- Fragmento seleccionado
DURANTE LOS AÑOS en los que gobernaron el demócrata Bill Clinton y el laborista Tony Blair, sus respectivos países disfrutaron de economías boyantes, lo que dio lugar a sociedades más prósperas aunque, en ambos casos, más desiguales. Los socialdemócratas estudian lo ocurrido en EE UU y el Reino Unido para evitar que en el futuro se fije en la opinión pública una imagen de ellos contradictoria: ahora que habían conseguido deshacerse del aura negativa de gente despilfarradora y que gestiona mal, la paradoja podía volverse del revés: son ortodoxos en sus prácticas económicas, pero hacen más ricos a los ricos.

Rodríguez Zapatero intuyó esta circunstancia y desde el principio se aplicó en poner en marcha medidas paliativas del déficit social, con otra peculiaridad ajena a la tradición socialdemócrata, aún discutida en el seno de esa familia ideológica: en la era de la globalización, la redistribución se hace por el lado del gasto público y no desde los ingresos. Fue cuando declaró que "bajar impuestos es de izquierdas". Su esfuerzo no consistió —más bien al contrario— en hacer progresivos los impuestos (renta, sociedades, plusvalías, etcétera), sino en poner en funcionamiento nuevos derechos sociales o medidas relacionadas con el aumento del gasto social, en el entendido de que en este terreno España tiene un déficit de varios puntos con relación a la media europea, y algunos puntos porcentuales más si se la compara con los países más avanzados de la UE.

El paradigma de esta política ha sido la ley de Dependencia, denominada cuarto pilar del Estado del bienestar. Además, activándola, ZP daba continuidad a uno de los principales activos de los Gobiernos socialistas de primera generación, los de Felipe González, que universalizaron en nuestro país los tres primeros pilares del welfare: pensiones, sanidad y educación públicos.

- Tarea requerida a
Según el fragmento seleccionado, ¿cuáles son los tres primeros pilares del Estado del bienestar que universalizaron los Gobiernos de Felipe González?

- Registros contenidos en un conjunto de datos

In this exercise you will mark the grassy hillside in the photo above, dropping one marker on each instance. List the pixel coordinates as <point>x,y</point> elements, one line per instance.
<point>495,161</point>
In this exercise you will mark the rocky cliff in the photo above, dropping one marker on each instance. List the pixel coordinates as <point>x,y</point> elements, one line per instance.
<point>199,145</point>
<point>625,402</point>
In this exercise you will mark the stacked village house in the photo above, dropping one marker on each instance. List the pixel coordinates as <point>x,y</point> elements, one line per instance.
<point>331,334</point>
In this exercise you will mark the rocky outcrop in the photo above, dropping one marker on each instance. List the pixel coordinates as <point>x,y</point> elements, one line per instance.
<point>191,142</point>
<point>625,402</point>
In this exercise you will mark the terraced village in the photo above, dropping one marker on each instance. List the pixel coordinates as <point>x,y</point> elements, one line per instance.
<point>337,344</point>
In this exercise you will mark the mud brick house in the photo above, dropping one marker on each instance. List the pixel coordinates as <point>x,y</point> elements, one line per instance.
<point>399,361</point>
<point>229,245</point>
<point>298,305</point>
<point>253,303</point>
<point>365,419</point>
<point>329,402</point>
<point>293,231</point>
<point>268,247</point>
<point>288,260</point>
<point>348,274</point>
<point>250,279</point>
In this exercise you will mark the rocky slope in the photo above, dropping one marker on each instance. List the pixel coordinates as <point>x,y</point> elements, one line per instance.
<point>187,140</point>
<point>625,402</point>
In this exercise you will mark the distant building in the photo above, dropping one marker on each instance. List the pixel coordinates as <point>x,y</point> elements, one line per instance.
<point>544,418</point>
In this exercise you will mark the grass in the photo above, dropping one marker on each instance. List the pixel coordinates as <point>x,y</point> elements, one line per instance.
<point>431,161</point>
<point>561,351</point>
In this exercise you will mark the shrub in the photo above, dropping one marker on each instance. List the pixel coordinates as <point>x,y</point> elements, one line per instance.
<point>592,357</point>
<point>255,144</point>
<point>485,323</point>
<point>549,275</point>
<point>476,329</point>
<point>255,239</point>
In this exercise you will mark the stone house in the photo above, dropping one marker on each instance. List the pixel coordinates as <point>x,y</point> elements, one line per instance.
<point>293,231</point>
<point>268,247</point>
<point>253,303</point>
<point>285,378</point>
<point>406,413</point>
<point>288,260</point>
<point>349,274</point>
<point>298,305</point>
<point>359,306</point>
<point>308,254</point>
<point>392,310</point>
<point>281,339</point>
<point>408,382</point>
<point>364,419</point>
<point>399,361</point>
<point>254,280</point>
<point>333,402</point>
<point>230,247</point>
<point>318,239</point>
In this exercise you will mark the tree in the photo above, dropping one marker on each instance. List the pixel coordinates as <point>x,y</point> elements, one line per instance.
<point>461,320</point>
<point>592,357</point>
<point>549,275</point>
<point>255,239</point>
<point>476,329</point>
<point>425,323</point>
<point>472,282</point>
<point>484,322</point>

- Tarea requerida b
Reescribe como una lista JSON de cadenas las líneas del listado que van desde la que contiene "In this exercise you will mark the grass in" hasta la que contiene "<point>561,351</point>", ambas incluidas. Pon una cadena por línea y omite las líneas en blanco.

- Solución completa a
Pensiones, sanidad y educación públicos.

- Solución completa b
[
  "In this exercise you will mark the grass in the photo above, dropping one marker on each instance. List the pixel coordinates as <point>x,y</point> elements, one line per instance.",
  "<point>431,161</point>",
  "<point>561,351</point>"
]